— START SOURCE PASSAGE —
Bronx mourns passing of Michael Nunez, a driving force in borough
by John Roche

L-r) Borough President Adolfo Carrion, Jr. shares a laugh with South Bronx Board of Trade president Michael Nunez, who passed away this week.

The death this week of longtime community activist Michael Nunez, who served as president of the South Bronx Board of Trade and with numerous other organizations, will leave a tremendous void in the community, according to his family, colleagues, and friends.

But while Nunez, who died Saturday morning of an apparent heart attack at the age of 74, leaves large shoes to fill, his decades of professional involvement, leadership and volunteer activism also leave a legacy of commitment that should inspire others to continue his widespread efforts to further nurture and improve the Bronx and its people.

"Michael always believed in the south Bronx, in the borough as a whole and especially in its residents, and committed most of his adult life to making the Bronx a better place," said Joseph Ramos, a longtime friend and colleague. " As we mourn the passing of this great man, we should also each commit ourselves to building on the foundation that he put down for us in terms of seeing that the Bronx and its residents have every chance, resource and opportunity to live up to their full potential."

In addition to his work as president and one of the founders of the South Bronx Board of Trade, which fosters trade and commerce while seeking to promote a positive image of the borough, Nunez has been a driving force as an executive board member of the New Bronx Chamber of Commerce, a member of the Board of Directors of the Bronx Overall Economic Development Corporation, a longtime member and former president of the Bronx Rotary Club, and executive director of Puerto Rican Home Attendants Services, Inc., a home care agency with over 500 employees, among other affiliations.
— END SOURCE PASSAGE —
— START INFORMATION PROVIDED —
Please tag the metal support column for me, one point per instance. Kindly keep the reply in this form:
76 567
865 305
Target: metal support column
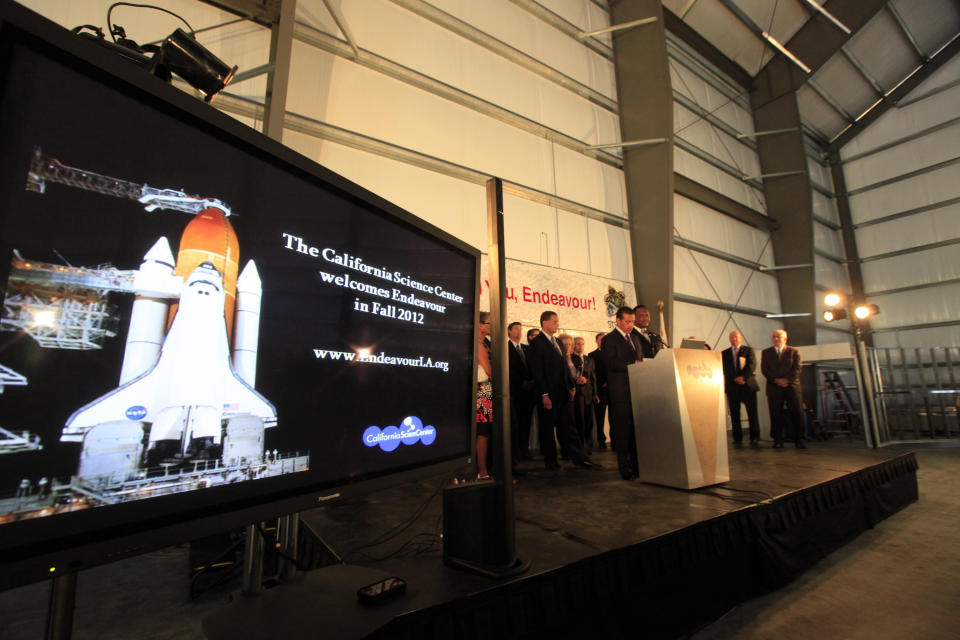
— END INFORMATION PROVIDED —
REQUIRED ACTIONS —
**1)** From the article on Michael Nunez, reproduce the passage starting with "L-r) Borough President" and going on through "colleagues, and friends.".
**2)** Render this sentence from the article on Michael Nunez in Spanish: "The death this week of longtime community activist Michael Nunez, who served as president of the South Bronx Board of Trade and with numerous other organizations, will leave a tremendous void in the community, according to his family, colleagues, and friends."
**3)** Write the next paragraph of the article on Michael Nunez, picking up after its final sentence.

RESULTS FOR THE EXERCISE —
**1)**
L-r) Borough President Adolfo Carrion, Jr. shares a laugh with South Bronx Board of Trade president Michael Nunez, who passed away this week.

The death this week of longtime community activist Michael Nunez, who served as president of the South Bronx Board of Trade and with numerous other organizations, will leave a tremendous void in the community, according to his family, colleagues, and friends.

**2)** La muerte esta semana del veterano activista comunitario Michael Nunez, quien fue presidente de la South Bronx Board of Trade y colaboró con muchas otras organizaciones, dejará un enorme vacío en la comunidad, según su familia, colegas y amigos.

**3)**
According to his wife, Millie Pacheco Nunez, her husband was passionate and selfless in his desire to help people learn to help themselves. "Michael came from a very humble and poor family, but he was able to rise up because of his spirit, his determination and his belief that there isn’t any obstacle that can’t be overcome," his wife explained. "And in the many things he was involved in, what was always at the center of it was that desire to help people see that they too could be empowered, that they too could rise up, that they too could not only make something of themselves but also make their community better by doing so. That was his love and his legacy. That is what kept him so driven to always help anyone in any way he possibly could."

Nunez grew up on Dawson Street in the Bronx, and after graduating Morris High School in 1948, he served in the U.S. Air Force during the Korean War from 1951 through 1953.

He began his pursuit of a college degree while in the service, but cut that short to take full time work in the computer field during its infancy to support his first wife, Ruth, whom he eventually had three children with.

In the early 1960s, he became a member and then president of the Robert F. Wagner Democratic Club, which led him in the direction of the political involvement, civic activism and community-oriented professional work that would mark the remainder of his life.

In 1964, Nunez was selected as special assistant to the executive director of the South Bronx Neighborhood Orientation Center, which provided services to welfare clients and pioneered the rehabilitation of substance abusers. He went on to serve as a consultant with Project Advance, designing training programs for those involved in community empowerment and economic development.

Soon after, Nunez served as the assistant director at the Hunts Point Community Program Center, leading community outreach and providing technical assistance to neighborhood programs. He was then tapped to be coordinator and outreach officer to the South Bronx Concentrated Employment Program, a position in which he developed services for the community for federally sponsored manpower training programs.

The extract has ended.